* **TUGAS YANG DIBERIKAN 1**: Menurut teks bacaan tentang faktor budaya, budaya Indonesia merupakan peninggalan dari apa?
* **TUGAS YANG DIBERIKAN 2**: Tolong kembalikan setiap baris catatan yang memuat kata "beanie".
━━━ TEKS BACAAN ━━━
Ketiga, adalah faktor budaya. Menurutnya budaya Indonesia merupakan peninggalan penjajahan Belanda yang masih melekat. Misal dalam lingkungan pesantren, memberikan hadiah kepada kyai, itu biasa. Menjadi luar biasa ketika itu diungkap ke publik kemudian dibenturkan antara hukum dan budaya. Itu terjadi karena budaya yang diturunkan Belanda berbeda dengan realitas yang ada di dalam UU. Akhirnya di satu sisi ada yang membolehkan dan di lain sisi melarang.
“Karena sifatnya yang abu-abu inilah, mudah dimainkan oleh orang-orang yang punya kepentingan. Regulasi kita belum sampai menyentuh hal itu. Karena pemberian di sini bukan dimaksudkan suap-menyuap. Melainkan sebuah penghormatan dari santri kepada kyai meskipun santrinya adalah orang elit,” ungkapnya.
━━━ DATA YANG DISEDIAKAN ━━━
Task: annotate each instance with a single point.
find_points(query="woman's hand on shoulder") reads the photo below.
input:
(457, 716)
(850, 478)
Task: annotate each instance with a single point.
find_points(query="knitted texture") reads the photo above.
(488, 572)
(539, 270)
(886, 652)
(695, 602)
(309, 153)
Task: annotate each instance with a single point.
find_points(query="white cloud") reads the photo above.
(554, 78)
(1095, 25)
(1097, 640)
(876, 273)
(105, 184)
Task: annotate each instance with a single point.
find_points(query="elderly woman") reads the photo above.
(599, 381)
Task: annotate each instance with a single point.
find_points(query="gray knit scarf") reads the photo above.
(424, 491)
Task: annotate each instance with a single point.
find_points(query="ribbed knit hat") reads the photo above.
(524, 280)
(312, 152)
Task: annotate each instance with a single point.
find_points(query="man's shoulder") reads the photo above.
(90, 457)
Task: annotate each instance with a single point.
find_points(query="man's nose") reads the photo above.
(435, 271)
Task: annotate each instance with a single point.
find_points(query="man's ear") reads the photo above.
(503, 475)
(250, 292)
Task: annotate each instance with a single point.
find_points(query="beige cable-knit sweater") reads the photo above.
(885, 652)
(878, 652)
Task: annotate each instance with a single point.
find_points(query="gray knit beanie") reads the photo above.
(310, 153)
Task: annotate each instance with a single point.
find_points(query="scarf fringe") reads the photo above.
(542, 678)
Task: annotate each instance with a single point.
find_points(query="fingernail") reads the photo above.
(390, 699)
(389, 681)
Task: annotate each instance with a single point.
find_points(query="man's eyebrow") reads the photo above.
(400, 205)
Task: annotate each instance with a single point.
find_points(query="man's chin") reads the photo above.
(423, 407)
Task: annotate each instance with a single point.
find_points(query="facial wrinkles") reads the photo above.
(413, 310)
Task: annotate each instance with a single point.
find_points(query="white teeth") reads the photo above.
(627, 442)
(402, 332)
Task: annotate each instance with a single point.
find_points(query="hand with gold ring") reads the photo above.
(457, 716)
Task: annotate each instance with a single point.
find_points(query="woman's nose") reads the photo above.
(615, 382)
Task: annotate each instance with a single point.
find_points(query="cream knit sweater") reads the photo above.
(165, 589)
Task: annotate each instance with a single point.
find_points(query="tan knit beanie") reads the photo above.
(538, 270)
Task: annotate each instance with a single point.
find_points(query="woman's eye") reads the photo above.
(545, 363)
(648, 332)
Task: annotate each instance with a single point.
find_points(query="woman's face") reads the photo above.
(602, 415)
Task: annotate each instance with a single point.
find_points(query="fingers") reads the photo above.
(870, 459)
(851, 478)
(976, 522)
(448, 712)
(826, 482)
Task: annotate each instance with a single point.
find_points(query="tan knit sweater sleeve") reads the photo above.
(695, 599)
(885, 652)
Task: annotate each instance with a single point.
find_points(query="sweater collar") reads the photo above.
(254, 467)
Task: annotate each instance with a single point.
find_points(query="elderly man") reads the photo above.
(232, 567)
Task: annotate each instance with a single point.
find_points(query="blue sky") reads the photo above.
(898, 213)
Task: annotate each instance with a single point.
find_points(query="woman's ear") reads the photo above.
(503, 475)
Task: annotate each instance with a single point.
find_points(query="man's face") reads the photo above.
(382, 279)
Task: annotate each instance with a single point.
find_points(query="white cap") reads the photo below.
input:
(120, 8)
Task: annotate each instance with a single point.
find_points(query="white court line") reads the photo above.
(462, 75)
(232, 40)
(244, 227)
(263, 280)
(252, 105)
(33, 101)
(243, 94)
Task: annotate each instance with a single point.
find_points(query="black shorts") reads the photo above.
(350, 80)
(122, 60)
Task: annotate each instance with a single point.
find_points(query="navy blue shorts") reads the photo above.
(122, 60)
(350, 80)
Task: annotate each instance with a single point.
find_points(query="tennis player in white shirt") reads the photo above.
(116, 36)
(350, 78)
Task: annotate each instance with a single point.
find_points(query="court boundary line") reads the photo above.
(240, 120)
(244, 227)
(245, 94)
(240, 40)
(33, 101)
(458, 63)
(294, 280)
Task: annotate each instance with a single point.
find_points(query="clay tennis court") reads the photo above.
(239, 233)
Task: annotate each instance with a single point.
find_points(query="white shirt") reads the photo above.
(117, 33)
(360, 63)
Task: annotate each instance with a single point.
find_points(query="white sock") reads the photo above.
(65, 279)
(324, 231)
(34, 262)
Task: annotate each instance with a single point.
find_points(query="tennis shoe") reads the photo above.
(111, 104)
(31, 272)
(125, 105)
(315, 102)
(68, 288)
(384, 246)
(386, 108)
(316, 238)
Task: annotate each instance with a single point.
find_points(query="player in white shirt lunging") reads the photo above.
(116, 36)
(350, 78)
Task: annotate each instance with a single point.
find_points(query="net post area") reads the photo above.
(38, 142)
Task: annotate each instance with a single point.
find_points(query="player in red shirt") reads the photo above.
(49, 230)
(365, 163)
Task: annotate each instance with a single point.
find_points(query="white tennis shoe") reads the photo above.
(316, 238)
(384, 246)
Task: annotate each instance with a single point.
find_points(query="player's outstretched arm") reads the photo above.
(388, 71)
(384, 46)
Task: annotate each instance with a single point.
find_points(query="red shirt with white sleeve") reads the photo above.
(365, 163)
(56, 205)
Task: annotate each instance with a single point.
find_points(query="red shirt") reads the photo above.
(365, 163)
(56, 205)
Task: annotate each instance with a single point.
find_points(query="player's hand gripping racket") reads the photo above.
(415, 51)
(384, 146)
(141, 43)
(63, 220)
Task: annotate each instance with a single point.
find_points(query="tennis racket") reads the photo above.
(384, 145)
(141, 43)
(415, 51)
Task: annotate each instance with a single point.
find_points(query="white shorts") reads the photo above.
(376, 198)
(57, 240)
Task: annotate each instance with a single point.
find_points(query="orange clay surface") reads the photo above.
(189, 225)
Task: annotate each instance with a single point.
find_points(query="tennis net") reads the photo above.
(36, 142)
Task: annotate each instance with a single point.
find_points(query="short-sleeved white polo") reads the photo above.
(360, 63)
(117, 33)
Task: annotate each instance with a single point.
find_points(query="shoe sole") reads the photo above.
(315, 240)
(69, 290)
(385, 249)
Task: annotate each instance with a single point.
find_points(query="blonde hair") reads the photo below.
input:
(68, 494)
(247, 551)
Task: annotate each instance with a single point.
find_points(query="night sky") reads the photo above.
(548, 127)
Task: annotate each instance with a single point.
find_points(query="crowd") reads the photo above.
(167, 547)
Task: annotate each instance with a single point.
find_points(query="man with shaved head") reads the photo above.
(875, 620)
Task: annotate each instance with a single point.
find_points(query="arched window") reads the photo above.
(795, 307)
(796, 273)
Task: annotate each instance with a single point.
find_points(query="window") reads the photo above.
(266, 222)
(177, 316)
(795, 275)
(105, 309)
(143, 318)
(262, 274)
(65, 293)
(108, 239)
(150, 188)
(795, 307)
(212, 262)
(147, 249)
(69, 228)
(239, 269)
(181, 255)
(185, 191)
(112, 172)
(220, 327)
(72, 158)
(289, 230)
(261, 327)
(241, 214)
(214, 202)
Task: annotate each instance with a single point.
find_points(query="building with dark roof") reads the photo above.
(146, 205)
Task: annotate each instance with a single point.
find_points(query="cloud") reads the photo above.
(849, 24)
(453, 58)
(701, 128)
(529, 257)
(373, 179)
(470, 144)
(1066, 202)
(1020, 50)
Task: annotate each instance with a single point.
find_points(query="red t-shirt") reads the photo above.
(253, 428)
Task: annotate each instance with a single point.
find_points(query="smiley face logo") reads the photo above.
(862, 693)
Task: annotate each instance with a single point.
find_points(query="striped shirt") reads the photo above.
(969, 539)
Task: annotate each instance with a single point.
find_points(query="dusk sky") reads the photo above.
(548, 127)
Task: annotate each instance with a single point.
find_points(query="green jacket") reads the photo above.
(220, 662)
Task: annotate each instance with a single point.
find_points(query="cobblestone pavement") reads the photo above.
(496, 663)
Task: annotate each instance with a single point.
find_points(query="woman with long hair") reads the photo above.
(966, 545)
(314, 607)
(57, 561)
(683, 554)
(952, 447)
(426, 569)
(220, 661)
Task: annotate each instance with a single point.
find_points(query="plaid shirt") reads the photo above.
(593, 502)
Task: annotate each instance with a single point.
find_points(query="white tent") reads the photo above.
━━━
* **JAWABAN TERTULIS 1**: Peninggalan penjajahan Belanda.

* **JAWABAN TERTULIS 2**:
find_points(query="gray knit beanie") reads the photo above.
find_points(query="tan knit beanie") reads the photo above.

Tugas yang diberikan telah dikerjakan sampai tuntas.